DIRECTIONS
Extract the lines below word for word, keeping every character unchanged.

____

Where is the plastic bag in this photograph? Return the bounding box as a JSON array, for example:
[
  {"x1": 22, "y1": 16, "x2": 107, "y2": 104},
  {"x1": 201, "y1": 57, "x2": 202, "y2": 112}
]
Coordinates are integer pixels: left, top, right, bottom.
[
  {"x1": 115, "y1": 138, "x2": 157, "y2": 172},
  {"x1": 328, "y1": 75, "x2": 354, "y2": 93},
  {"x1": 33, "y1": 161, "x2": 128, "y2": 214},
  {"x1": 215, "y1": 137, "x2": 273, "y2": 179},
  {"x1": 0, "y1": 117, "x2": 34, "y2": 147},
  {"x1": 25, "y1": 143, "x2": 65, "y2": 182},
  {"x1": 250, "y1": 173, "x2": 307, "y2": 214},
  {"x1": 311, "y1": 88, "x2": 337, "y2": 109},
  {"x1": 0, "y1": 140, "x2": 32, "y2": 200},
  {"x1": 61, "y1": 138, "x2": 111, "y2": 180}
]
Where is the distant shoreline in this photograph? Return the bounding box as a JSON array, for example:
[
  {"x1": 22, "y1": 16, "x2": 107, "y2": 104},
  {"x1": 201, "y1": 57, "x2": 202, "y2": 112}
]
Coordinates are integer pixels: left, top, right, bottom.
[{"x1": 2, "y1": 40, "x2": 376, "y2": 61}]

____

RESULT OF THE EXERCISE
Where is the plastic bag in this photograph? Return the bounding box as a JSON array, for example:
[
  {"x1": 22, "y1": 16, "x2": 107, "y2": 104},
  {"x1": 201, "y1": 57, "x2": 202, "y2": 112}
]
Coordinates are integer pixels: left, top, right, bottom.
[
  {"x1": 115, "y1": 138, "x2": 157, "y2": 172},
  {"x1": 328, "y1": 75, "x2": 354, "y2": 93},
  {"x1": 33, "y1": 161, "x2": 128, "y2": 214},
  {"x1": 215, "y1": 137, "x2": 273, "y2": 179},
  {"x1": 0, "y1": 117, "x2": 34, "y2": 147},
  {"x1": 25, "y1": 143, "x2": 65, "y2": 182},
  {"x1": 250, "y1": 173, "x2": 307, "y2": 214},
  {"x1": 311, "y1": 88, "x2": 337, "y2": 109},
  {"x1": 0, "y1": 140, "x2": 32, "y2": 200},
  {"x1": 61, "y1": 138, "x2": 111, "y2": 180}
]
Where is the distant shoreline in this photograph? Return the bounding box as a JSON array, for example:
[
  {"x1": 22, "y1": 16, "x2": 107, "y2": 104},
  {"x1": 201, "y1": 57, "x2": 202, "y2": 112}
]
Coordinates are integer pixels: left, top, right, bottom.
[{"x1": 2, "y1": 40, "x2": 376, "y2": 61}]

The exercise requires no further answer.